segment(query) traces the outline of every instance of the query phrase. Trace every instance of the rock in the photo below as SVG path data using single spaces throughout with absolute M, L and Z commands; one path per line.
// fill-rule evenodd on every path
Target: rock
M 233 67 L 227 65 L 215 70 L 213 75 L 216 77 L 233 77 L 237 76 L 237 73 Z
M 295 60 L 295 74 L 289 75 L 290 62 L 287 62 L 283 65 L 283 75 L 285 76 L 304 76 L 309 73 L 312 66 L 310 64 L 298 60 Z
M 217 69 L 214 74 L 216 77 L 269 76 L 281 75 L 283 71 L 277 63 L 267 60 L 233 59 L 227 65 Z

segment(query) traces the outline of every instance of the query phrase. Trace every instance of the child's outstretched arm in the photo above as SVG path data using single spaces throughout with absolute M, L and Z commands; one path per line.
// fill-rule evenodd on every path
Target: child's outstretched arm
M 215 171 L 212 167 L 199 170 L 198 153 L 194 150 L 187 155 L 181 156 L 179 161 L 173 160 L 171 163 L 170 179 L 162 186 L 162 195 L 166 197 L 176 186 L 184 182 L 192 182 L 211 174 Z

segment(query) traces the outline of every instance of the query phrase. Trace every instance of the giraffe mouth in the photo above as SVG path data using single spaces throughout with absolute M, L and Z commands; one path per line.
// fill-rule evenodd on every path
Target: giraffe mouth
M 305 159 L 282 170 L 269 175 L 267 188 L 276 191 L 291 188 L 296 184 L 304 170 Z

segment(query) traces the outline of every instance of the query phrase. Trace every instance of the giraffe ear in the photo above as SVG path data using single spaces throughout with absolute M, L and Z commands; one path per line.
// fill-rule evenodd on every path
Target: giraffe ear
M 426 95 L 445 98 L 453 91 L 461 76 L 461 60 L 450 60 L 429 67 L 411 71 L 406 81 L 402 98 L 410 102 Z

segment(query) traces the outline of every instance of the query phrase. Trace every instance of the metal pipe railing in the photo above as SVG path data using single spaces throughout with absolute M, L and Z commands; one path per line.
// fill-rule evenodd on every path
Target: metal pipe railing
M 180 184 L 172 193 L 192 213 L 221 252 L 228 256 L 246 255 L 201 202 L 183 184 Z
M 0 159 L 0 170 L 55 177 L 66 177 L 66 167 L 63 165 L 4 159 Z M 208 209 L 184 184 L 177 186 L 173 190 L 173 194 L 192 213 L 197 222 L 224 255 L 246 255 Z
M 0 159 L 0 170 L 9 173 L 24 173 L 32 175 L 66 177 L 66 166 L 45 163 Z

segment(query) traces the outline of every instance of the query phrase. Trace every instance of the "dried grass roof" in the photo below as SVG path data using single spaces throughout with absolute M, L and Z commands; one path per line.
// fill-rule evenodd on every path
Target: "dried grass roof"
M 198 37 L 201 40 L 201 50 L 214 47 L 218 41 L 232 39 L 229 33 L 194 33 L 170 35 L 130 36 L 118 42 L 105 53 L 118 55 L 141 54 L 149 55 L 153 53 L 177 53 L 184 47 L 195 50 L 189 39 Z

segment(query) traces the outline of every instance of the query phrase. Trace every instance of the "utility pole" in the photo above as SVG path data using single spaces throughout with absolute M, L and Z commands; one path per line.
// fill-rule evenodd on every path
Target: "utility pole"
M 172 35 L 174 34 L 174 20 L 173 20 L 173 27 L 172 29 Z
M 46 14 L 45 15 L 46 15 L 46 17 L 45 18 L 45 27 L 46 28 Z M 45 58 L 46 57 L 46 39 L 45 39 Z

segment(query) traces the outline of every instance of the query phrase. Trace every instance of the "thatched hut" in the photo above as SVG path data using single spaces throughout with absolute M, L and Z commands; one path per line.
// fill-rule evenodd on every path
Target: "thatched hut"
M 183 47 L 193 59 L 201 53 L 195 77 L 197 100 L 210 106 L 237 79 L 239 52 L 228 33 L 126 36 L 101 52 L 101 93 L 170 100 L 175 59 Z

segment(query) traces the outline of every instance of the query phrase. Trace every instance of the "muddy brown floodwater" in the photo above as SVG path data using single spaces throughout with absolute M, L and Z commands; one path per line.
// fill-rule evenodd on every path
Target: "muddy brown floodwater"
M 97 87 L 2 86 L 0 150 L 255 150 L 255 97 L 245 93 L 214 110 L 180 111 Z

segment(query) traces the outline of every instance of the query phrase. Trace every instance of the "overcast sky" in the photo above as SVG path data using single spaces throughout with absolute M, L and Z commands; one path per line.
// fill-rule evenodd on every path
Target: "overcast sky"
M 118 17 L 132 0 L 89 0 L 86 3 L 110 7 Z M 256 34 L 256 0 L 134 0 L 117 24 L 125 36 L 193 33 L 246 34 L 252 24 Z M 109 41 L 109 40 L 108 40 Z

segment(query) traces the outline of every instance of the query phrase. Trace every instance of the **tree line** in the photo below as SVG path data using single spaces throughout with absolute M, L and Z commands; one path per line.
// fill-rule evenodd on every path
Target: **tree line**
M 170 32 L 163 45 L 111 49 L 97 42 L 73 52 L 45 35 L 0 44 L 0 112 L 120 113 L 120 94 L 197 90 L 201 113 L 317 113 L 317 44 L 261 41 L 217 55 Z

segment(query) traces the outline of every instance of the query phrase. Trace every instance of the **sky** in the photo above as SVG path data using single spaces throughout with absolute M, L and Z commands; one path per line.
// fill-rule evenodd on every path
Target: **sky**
──────────
• [EXERCISE TASK]:
Recast every line of the entries above as a Markdown table with two columns, No. and Text. Number the rows consecutively and omit blank lines.

• [REPLY]:
| No. | Text |
|---|---|
| 1 | segment(query) traces the outline of every instance of the query phrase. Trace every instance of the rock in the photo below as SVG path data using single spaces throughout with absolute M, L and Z commands; one path per line. |
| 2 | // fill-rule evenodd on every path |
| 3 | Target: rock |
| 4 | M 233 67 L 227 65 L 215 70 L 213 75 L 216 77 L 233 77 L 237 76 L 237 73 Z |
| 5 | M 295 60 L 295 74 L 289 75 L 290 62 L 287 62 L 283 65 L 283 75 L 285 76 L 304 76 L 309 73 L 312 66 L 310 64 L 298 60 Z |
| 6 | M 217 69 L 214 74 L 216 77 L 269 76 L 281 75 L 283 71 L 277 63 L 267 60 L 233 59 L 227 65 Z |
| 7 | segment(query) traces the outline of every instance of the query phrase. Trace every instance of the child's outstretched arm in the photo above as SVG path data using single spaces throughout with absolute M, L and Z commands; one path per line. |
| 8 | // fill-rule evenodd on every path |
| 9 | Target: child's outstretched arm |
| 10 | M 215 171 L 212 167 L 199 170 L 198 153 L 194 150 L 187 155 L 181 156 L 179 161 L 173 160 L 171 163 L 170 179 L 162 186 L 162 195 L 166 197 L 176 186 L 184 182 L 192 182 L 211 174 Z |
| 11 | segment(query) traces the outline of every instance of the query phrase. Trace every instance of the giraffe mouth in the photo above as SVG path data using single spaces throughout with absolute M, L and Z commands; one path per line. |
| 12 | // fill-rule evenodd on every path |
| 13 | Target: giraffe mouth |
| 14 | M 305 159 L 282 170 L 269 175 L 267 188 L 276 191 L 291 188 L 296 184 L 304 170 Z |
| 15 | segment(query) traces the outline of every instance of the query phrase. Trace every instance of the giraffe ear in the photo above as SVG path data using single spaces throughout with absolute M, L and Z commands; one path per line. |
| 16 | // fill-rule evenodd on every path |
| 17 | Target: giraffe ear |
| 18 | M 426 95 L 445 98 L 453 91 L 461 76 L 461 60 L 450 60 L 429 67 L 411 71 L 406 81 L 402 98 L 410 102 Z |
| 19 | segment(query) traces the outline of every instance of the query phrase. Trace every instance of the metal pipe railing in the photo above as SVG path data using single spaces throughout with absolute M, L and Z commands; one path per line. |
| 20 | // fill-rule evenodd on every path |
| 21 | Target: metal pipe railing |
| 22 | M 180 184 L 172 193 L 192 213 L 221 252 L 228 256 L 246 255 L 201 202 L 183 184 Z |
| 23 | M 0 159 L 0 170 L 55 177 L 66 177 L 66 167 L 63 165 L 4 159 Z M 208 209 L 184 184 L 177 186 L 173 190 L 173 194 L 192 213 L 197 222 L 224 255 L 246 255 Z |
| 24 | M 0 159 L 0 170 L 9 173 L 24 173 L 32 175 L 66 177 L 66 166 L 45 163 Z |
| 25 | segment(query) traces the outline of every instance of the query phrase. Trace every instance of the "dried grass roof" in the photo below as SVG path data using single spaces throughout with absolute M, L and Z commands; one path per line. |
| 26 | // fill-rule evenodd on every path |
| 27 | Target: "dried grass roof" |
| 28 | M 198 37 L 201 40 L 201 50 L 214 47 L 218 41 L 232 39 L 229 33 L 194 33 L 170 35 L 130 36 L 118 42 L 105 53 L 118 55 L 141 54 L 149 55 L 153 53 L 177 53 L 184 47 L 195 50 L 189 39 Z |
| 29 | segment(query) traces the outline of every instance of the query phrase. Trace every instance of the "utility pole" in the photo above as SVG path data using single spaces throughout with absolute M, L and Z commands; one path per line. |
| 30 | // fill-rule evenodd on every path |
| 31 | Target: "utility pole" |
| 32 | M 172 35 L 174 34 L 174 20 L 173 20 L 173 27 L 172 29 Z |
| 33 | M 46 14 L 45 15 L 46 15 L 46 17 L 45 18 L 45 27 L 46 28 Z M 45 58 L 46 57 L 46 39 L 45 39 Z |
| 34 | segment(query) traces the outline of every instance of the query phrase. Trace every instance of the "thatched hut" in the photo above as SVG path data using single spaces throughout with absolute M, L and Z commands; one path per line. |
| 35 | // fill-rule evenodd on every path |
| 36 | Target: "thatched hut" |
| 37 | M 183 47 L 193 59 L 201 53 L 195 77 L 197 100 L 210 106 L 237 79 L 239 52 L 228 33 L 126 36 L 101 52 L 101 93 L 170 100 L 175 59 Z |
| 38 | segment(query) traces the outline of every instance of the query phrase. Trace every instance of the "muddy brown floodwater" in the photo above as SVG path data using single spaces throughout with absolute M, L and Z commands; one path per line. |
| 39 | // fill-rule evenodd on every path |
| 40 | Target: "muddy brown floodwater" |
| 41 | M 97 87 L 2 86 L 0 150 L 255 150 L 255 97 L 245 93 L 214 110 L 180 111 Z |
| 42 | segment(query) traces the outline of every instance of the query phrase. Trace every instance of the "overcast sky" in the photo above as SVG path data using single spaces throughout with absolute M, L and Z commands; one path per line. |
| 43 | // fill-rule evenodd on every path |
| 44 | Target: "overcast sky" |
| 45 | M 118 17 L 132 0 L 89 0 L 86 3 L 110 7 Z M 256 34 L 256 0 L 134 0 L 117 24 L 125 36 L 193 33 L 246 34 L 252 24 Z M 109 41 L 109 40 L 108 40 Z |
| 46 | segment(query) traces the outline of every instance of the query phrase. Trace every instance of the **tree line** in the photo below as SVG path data using single spaces throughout with absolute M, L and Z commands; one path per line. |
| 47 | // fill-rule evenodd on every path |
| 48 | Target: **tree line** |
| 49 | M 170 32 L 163 45 L 111 49 L 97 42 L 73 52 L 45 35 L 0 44 L 0 112 L 120 113 L 120 94 L 197 90 L 201 113 L 317 113 L 317 44 L 261 41 L 217 55 Z |
| 50 | segment(query) traces the outline of every instance of the query phrase. Trace every instance of the **sky** in the photo above as SVG path data using single spaces throughout with absolute M, L and Z commands; one path per line. |
| 51 | // fill-rule evenodd on every path |
| 52 | Target: **sky** |